**THE PROBLEM:**
Skip every image and restate the data word for word.

BEGIN

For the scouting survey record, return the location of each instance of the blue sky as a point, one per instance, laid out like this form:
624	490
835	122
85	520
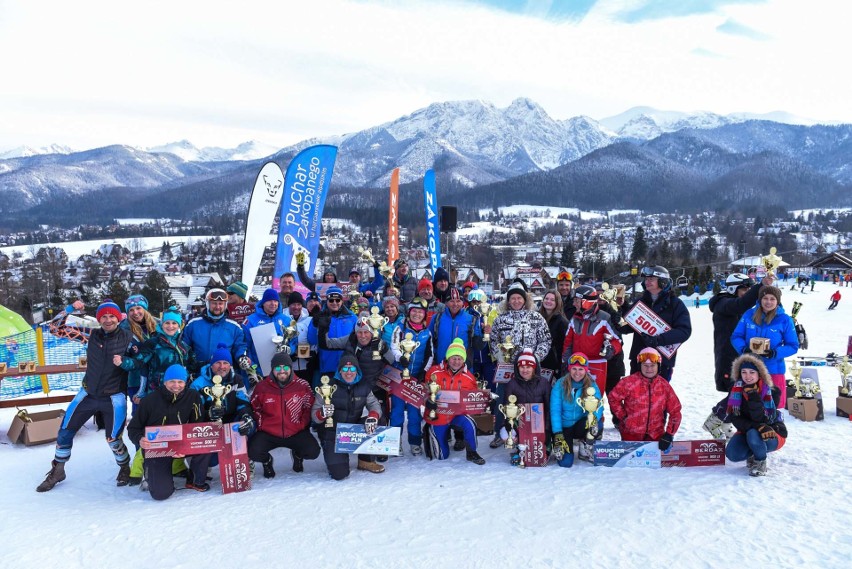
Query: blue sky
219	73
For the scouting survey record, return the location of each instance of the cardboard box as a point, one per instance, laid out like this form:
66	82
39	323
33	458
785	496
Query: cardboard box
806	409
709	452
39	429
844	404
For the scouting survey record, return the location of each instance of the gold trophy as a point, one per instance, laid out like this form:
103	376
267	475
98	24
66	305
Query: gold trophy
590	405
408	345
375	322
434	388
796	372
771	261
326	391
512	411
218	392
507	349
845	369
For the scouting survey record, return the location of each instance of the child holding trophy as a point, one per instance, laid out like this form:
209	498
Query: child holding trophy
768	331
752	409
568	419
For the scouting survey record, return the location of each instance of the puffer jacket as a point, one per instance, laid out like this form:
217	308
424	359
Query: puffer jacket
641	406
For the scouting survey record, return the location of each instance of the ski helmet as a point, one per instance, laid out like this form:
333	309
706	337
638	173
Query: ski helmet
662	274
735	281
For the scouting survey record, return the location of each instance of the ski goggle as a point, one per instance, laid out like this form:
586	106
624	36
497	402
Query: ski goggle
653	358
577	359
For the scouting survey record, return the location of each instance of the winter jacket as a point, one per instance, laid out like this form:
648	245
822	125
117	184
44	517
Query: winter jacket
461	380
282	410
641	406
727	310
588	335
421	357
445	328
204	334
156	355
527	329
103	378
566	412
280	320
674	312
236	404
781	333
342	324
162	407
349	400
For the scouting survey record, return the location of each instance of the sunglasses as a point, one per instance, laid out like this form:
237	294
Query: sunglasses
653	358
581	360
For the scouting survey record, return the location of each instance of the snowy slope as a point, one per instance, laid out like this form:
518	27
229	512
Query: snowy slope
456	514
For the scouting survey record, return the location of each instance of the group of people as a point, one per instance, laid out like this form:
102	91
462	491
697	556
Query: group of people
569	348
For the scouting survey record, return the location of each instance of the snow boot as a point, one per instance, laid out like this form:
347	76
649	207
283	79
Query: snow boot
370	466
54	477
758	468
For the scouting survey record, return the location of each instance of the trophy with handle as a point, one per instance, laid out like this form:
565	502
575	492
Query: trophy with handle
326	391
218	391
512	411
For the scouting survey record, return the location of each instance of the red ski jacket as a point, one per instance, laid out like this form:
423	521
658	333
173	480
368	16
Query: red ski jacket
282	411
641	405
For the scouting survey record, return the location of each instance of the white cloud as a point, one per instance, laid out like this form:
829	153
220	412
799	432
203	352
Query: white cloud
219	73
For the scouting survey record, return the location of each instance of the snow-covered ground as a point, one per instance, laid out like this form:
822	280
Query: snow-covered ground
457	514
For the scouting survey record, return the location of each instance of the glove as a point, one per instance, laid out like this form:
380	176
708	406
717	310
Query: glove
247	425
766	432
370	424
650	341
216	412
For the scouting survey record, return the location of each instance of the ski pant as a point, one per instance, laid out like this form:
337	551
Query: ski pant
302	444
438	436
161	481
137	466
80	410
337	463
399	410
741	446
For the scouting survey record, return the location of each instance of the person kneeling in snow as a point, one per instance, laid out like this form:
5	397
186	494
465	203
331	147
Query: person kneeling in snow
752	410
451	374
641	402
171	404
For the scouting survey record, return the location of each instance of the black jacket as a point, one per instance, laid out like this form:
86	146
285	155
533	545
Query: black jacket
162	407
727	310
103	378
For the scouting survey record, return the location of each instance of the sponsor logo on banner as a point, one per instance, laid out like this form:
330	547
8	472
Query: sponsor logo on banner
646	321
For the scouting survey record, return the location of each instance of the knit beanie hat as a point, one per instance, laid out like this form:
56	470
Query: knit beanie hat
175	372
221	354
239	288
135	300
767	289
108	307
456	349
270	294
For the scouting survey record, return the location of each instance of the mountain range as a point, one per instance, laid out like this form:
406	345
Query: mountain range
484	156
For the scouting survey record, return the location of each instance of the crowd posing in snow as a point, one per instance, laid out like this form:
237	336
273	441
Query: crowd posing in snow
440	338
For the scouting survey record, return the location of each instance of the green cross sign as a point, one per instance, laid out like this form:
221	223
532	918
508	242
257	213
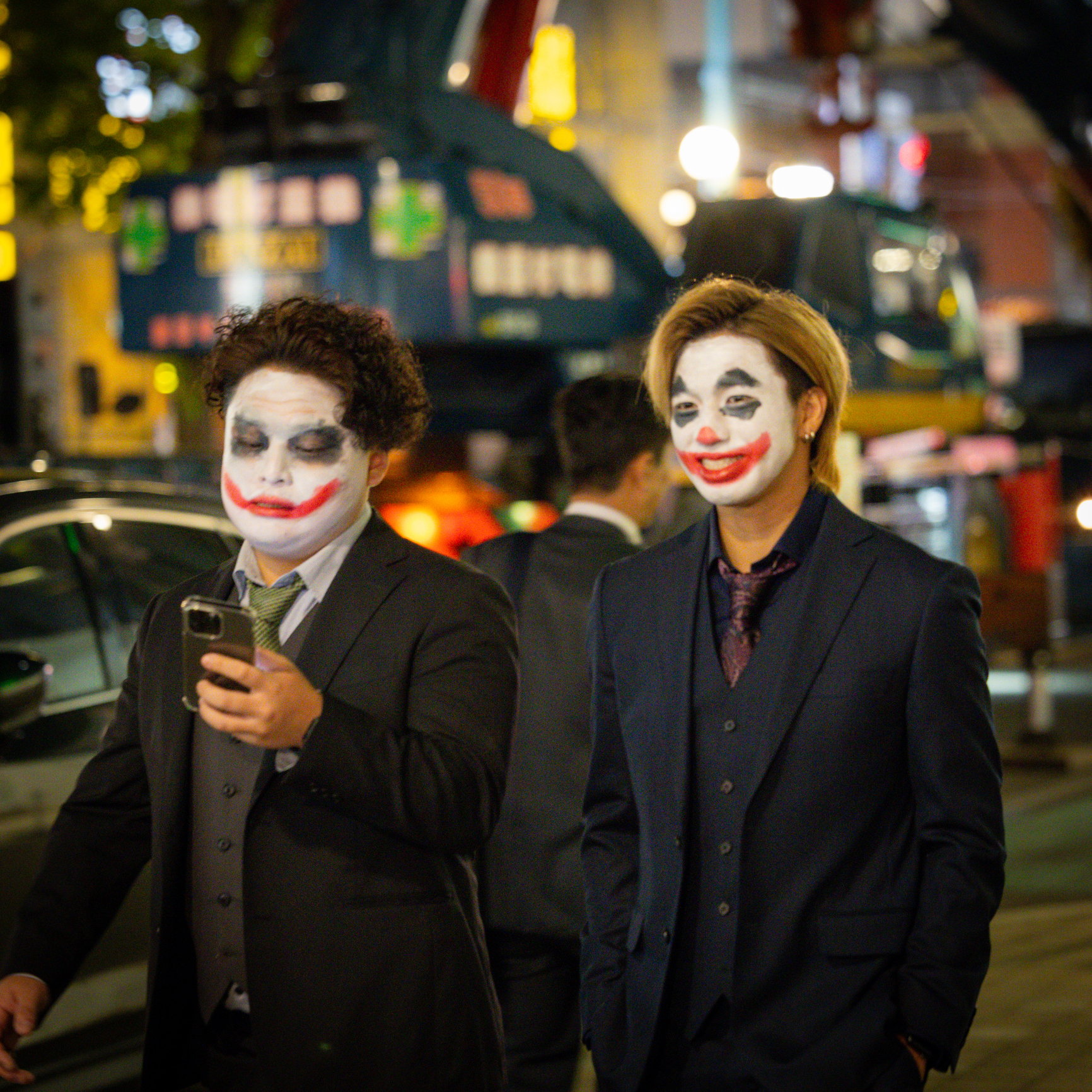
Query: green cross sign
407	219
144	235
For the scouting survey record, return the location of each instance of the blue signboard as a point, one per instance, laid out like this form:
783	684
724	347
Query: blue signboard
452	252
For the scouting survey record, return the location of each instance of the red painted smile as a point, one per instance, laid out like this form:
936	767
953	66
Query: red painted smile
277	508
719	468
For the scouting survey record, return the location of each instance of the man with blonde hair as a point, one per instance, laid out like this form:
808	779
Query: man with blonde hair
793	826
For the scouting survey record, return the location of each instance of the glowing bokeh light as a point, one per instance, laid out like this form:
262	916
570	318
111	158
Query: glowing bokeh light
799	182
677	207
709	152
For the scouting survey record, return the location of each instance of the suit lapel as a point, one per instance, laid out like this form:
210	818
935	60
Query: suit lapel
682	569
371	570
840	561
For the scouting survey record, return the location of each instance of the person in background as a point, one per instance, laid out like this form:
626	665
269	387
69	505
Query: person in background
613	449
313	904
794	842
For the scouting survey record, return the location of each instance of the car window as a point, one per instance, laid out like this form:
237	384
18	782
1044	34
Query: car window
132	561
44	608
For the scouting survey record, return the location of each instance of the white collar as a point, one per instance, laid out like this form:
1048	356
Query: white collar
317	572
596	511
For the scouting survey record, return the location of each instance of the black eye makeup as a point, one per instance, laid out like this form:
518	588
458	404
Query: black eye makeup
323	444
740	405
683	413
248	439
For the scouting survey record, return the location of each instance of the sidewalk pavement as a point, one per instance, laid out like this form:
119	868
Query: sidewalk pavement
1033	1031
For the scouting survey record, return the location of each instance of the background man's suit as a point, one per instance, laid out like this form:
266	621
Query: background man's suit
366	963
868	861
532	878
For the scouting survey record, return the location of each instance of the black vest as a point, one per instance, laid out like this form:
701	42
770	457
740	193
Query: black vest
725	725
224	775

END

**REPLY TO THE TASK:**
For the scouting survey record, return the location of each instance of the blue sky as a point, one per instance, laid out like this form:
624	490
835	122
85	520
Query: blue sky
219	73
For the scouting survey record, return the location of each instance of the cardboard box as a point, one per instance, laid out like this form:
66	82
39	323
33	458
785	496
Query: cardboard box
806	409
709	452
39	429
844	404
For the scouting survey record, return the location of each instance of the gold trophy as a point, one per instance, laid out like this form:
103	376
267	475
98	24
66	305
Query: gold trophy
590	405
408	345
375	322
434	388
796	372
771	261
326	391
512	411
218	392
507	349
845	369
For the scouting survey record, return the location of each instance of the child holding trophy as a point, one per instance, laid out like this form:
209	498
Query: child holding trophy
768	331
752	409
568	419
For the scouting survey record, return the location of each instance of the puffer jacket as a point, one per instance, laid out like this form:
217	308
424	359
Query: puffer jacket
641	406
For the scouting survey record, return the location of each instance of the ski helmet as a point, one per instance, laid out like this form:
333	309
706	337
638	173
Query: ski helmet
662	274
735	281
For the scouting survey record, return the location of each instance of the ski goggle as a point, one per instance, laid out like this form:
586	106
624	36
497	402
Query: ski goggle
653	358
577	359
For the scouting survey record, return the location of each instance of the winter jacket as a point, one per instance, laid out like this form:
648	245
822	125
117	184
44	517
Query: winter jacket
461	380
282	410
641	406
727	310
588	335
421	357
445	328
204	334
156	355
527	329
103	378
566	412
280	320
674	312
236	404
781	333
342	324
162	407
349	400
For the scouting survey record, return the location of each instance of the sunglasses as a point, one per instance, laid out like this form:
237	294
Query: sunglasses
653	358
581	360
For the scouting survey record, return the location of each instance of the snowy slope as a point, one per instance, laid out like this form:
518	27
229	512
Query: snowy slope
456	514
For the scouting survey record, return the location of each instance of the group of people as a point, one per instance, laid out like this form:
102	91
462	491
697	556
Query: group of people
569	348
For the scouting survey record, return the location of each instance of the snow boot as a point, one per instance, laid out like this form:
347	76
649	207
283	79
Query: snow boot
370	466
54	477
758	468
For the scouting survey record, return the location of each instance of the trophy with handle as a point, one per instance, laid out like this form:
565	502
575	492
Query: trophy with handle
326	391
218	391
512	411
For the scouting survey record, return the location of each instance of the red ski jacket as a point, one per instance, laid out like this form:
423	521
658	333
173	480
368	16
Query: red ski jacket
282	411
641	405
For the scouting survey record, return the location of each instance of the white cloud as a point, one per instance, laid out like this form:
829	153
220	412
799	432
203	352
Query: white cloud
219	73
For the scouting survey record, return the location of each instance of the snow-covered ground as a point, one per instance, laid out like this form:
822	280
Query: snow-covered ground
457	514
For the scouting survey record, return the location of each instance of the glove as a point, one per instance, laid out like this form:
380	176
708	406
717	310
Query: glove
247	425
766	432
370	424
650	341
216	412
For the scouting survey record, return the location of each instance of the ski pant as a point, one per instance, laid out like this form:
337	551
Query: ski pant
302	444
438	436
161	481
137	466
80	410
337	463
399	410
741	446
For the scouting survey record, return the location of each instance of the person kneeling in snow as a point, one per instance, laid out like this form:
5	397
186	494
465	203
331	147
Query: person kneeling in snow
752	410
451	374
641	402
171	404
For the scouting survey record, return the location of each instance of the black jacket as a point, one per instance, laid out like this form:
86	146
285	155
533	545
Query: black jacket
162	407
727	310
103	378
For the scouting survey record, return the location of each instance of the sponsor logo on banner as a point, one per instance, laid out like this form:
330	547
8	472
Query: sponsor logo on banner
646	321
For the scouting survey record, return the location of each instance of the knit beanie hat as a point, one per instance, laid out like this form:
56	470
Query: knit beanie hat
175	372
221	354
239	288
135	300
767	289
108	307
456	349
270	294
For the scouting survey record, return the location of each instance of the mountain range as a point, one per instance, laid out like this form:
406	345
Query: mountain range
484	156
For the scouting survey record, return the location of each instance of the crowd posing in snow as a point, one per instance, laid out like this form:
237	336
273	441
Query: crowd posing in snow
440	338
For the scouting survey record, return the location of each instance of the green cross sign as a point, one per instance, laid out like this form:
221	223
532	918
508	242
257	213
Query: green cross sign
407	219
144	235
For the scouting survey record, return the location of each instance of the blue signboard as a point, one per instance, laid out like this form:
783	684
724	347
Query: blue signboard
452	252
For the scouting survey record, return the location of each instance of the red painted smile as a point, one per instance, laid out like this form:
936	767
953	66
Query: red painted smile
277	508
719	468
For the scouting survey record, return the location of each instance of the man with blonde hair as a point, one per instance, laid out like this form:
808	779
Query: man with blonde hair
793	826
For the scouting survey record, return the location of each instance of the glowing bokeh light as a point, one per instance, laid out like this form:
262	916
570	318
111	158
Query: glowing bokeh light
799	182
677	207
709	152
For the scouting survey record, return the location of each instance of the suit lapel as a point, one per instance, laid out like this form:
210	818
935	60
Query: suit lapel
682	569
371	570
840	561
For the scouting survey record, return the location of each instance of the person in background as a point, one per instance, laid out like this form:
626	665
269	387
69	505
Query: person in background
613	449
313	904
794	842
For the scouting survey record, return the location of each instance of the car window as a point, one per instance, laid out like this form:
237	384
18	782
1044	34
Query: car window
132	561
44	608
For the scouting survey record, return the location of each instance of the white collar as a point, one per instance, laid out like this form:
1048	356
Query: white collar
317	572
596	511
For the scouting survey record, return the location of each instance of the black eye makeup as a point, one per instance, laid out like this form:
518	588
458	404
Query: black eye makeup
323	444
740	405
683	413
248	439
For the scouting survey record, return the location of each instance of the sidewalk pavement as a point, one per instance, laid out like this form:
119	868
Query: sidewalk pavement
1033	1031
For the scouting survey record, return the location of each instance of the background man's suit as a point, one per instance, laid out like this form:
266	621
Query: background man's suit
366	963
868	861
532	878
For the scouting survey record, return the location of each instance of the black vest as a point, one per instance, laid out like this form:
701	42
770	457
740	193
Query: black vest
725	725
224	775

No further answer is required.